▸ **Data for processing**:
— START —

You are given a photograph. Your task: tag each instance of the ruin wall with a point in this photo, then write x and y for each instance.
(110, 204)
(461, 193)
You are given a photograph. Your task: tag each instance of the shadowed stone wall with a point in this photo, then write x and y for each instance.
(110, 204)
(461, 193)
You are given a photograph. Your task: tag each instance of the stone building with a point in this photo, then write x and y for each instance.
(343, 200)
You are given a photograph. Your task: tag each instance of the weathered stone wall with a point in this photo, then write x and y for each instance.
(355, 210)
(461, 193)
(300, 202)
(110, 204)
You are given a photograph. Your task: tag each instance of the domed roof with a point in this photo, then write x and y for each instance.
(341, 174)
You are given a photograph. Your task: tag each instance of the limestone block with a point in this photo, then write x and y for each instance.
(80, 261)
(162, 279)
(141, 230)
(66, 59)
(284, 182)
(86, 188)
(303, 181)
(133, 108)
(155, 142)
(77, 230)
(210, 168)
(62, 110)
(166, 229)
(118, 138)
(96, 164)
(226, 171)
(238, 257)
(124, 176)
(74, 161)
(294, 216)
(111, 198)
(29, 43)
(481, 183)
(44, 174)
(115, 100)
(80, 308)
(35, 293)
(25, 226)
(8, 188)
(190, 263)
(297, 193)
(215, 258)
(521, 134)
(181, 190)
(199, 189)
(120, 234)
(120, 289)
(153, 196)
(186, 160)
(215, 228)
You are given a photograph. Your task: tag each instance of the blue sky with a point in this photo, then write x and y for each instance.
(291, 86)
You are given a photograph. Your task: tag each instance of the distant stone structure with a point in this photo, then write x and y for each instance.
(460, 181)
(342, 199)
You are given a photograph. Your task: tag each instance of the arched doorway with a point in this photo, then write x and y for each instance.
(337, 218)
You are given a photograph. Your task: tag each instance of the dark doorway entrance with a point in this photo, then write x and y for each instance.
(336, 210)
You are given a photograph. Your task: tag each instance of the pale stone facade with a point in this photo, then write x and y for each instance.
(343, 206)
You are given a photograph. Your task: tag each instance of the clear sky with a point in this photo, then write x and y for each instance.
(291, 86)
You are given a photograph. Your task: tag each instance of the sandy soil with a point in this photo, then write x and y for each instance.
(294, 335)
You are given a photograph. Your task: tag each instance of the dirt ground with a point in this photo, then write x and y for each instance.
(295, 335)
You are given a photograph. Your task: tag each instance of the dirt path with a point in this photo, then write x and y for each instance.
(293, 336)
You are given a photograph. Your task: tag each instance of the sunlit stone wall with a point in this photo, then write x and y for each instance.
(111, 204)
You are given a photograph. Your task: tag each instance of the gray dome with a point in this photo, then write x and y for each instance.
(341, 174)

— END —

▸ **Problem details**: Render every line of the records above as a Markdown table with two columns, Row and Entry. Number the rows from 1 and omit blank lines.

▸ **Written reply**:
| Row | Entry |
|---|---|
| 1 | You are given a photograph. Your task: tag each instance of the ruin wall with a point in this photo, then write x and y for each instance. |
| 2 | (110, 204) |
| 3 | (461, 193) |
| 4 | You are given a photograph. Your task: tag each instance of the shadowed stone wall with a point in this photo, then write x and y for each instance. |
| 5 | (110, 204) |
| 6 | (461, 193) |
| 7 | You are given a photograph. Your task: tag each instance of the stone building with a point in this photo, then write x and y for each instance. |
| 8 | (343, 200) |
| 9 | You are given a photograph. Your task: tag each instance of the weathered stone wall with a point in this photo, then write x and y for each instance. |
| 10 | (355, 210) |
| 11 | (461, 193) |
| 12 | (300, 202) |
| 13 | (110, 204) |
| 14 | You are given a photograph. Your task: tag each instance of the domed roof with a point in this photo, then write x and y for each instance. |
| 15 | (341, 174) |
| 16 | You are given a photograph. Your task: tag each instance of the limestone block with a point in this photo, then write x and y for each instance. |
| 17 | (80, 261) |
| 18 | (162, 279) |
| 19 | (141, 230) |
| 20 | (66, 59) |
| 21 | (284, 182) |
| 22 | (86, 188) |
| 23 | (303, 181) |
| 24 | (133, 108) |
| 25 | (155, 142) |
| 26 | (77, 230) |
| 27 | (210, 168) |
| 28 | (62, 110) |
| 29 | (166, 229) |
| 30 | (118, 138) |
| 31 | (96, 164) |
| 32 | (226, 171) |
| 33 | (238, 257) |
| 34 | (124, 176) |
| 35 | (74, 161) |
| 36 | (294, 216) |
| 37 | (111, 198) |
| 38 | (29, 43) |
| 39 | (481, 183) |
| 40 | (44, 174) |
| 41 | (115, 100) |
| 42 | (80, 308) |
| 43 | (35, 293) |
| 44 | (25, 226) |
| 45 | (8, 188) |
| 46 | (190, 263) |
| 47 | (297, 193) |
| 48 | (215, 258) |
| 49 | (521, 134) |
| 50 | (181, 190) |
| 51 | (199, 189) |
| 52 | (120, 234) |
| 53 | (120, 289) |
| 54 | (153, 196) |
| 55 | (186, 160) |
| 56 | (215, 228) |
| 57 | You are given a photograph. Your task: tag each instance of the blue sky with a point in this photo, then write x and y for each instance. |
| 58 | (291, 86) |
| 59 | You are given a photograph. Your task: tag each instance of the distant stone structure with a point in this photo, then write x and y for each instance. |
| 60 | (460, 181) |
| 61 | (342, 199) |
| 62 | You are given a photograph. Your task: tag each instance of the arched doorway with a point in this photo, then write x and y for each instance. |
| 63 | (337, 218) |
| 64 | You are given a photograph. Your task: tag each instance of the dark doorway entrance with a point in this photo, then write x and y for each instance. |
| 65 | (336, 210) |
| 66 | You are given a photograph. Your task: tag each instance of the pale stone facade with a point in this photo, then write x and y for each instance. |
| 67 | (343, 206) |
| 68 | You are given a photograph. Your task: tag each instance of the clear sky with a point in this photo, then write x and y for each instance. |
| 69 | (291, 86) |
| 70 | You are given a photograph. Your task: tag each instance of the sandy soil with a point in this photo, then write x and y for each instance. |
| 71 | (294, 335) |
| 72 | You are given a photograph. Your task: tag each instance of the dirt ground with a point in this photo, then write x and y for each instance. |
| 73 | (295, 335) |
| 74 | You are given a photograph. Your task: tag each instance of the dirt path with a point in this photo, then write x and y for each instance. |
| 75 | (293, 336) |
| 76 | You are given a photograph. Your task: tag each instance of the sunlit stone wall with a point in this photo, then write x and y for each instance. |
| 77 | (111, 204) |
| 78 | You are given a photograph. Your task: tag each instance of the gray dome with a point in this photo, then write x and y for each instance. |
| 79 | (341, 174) |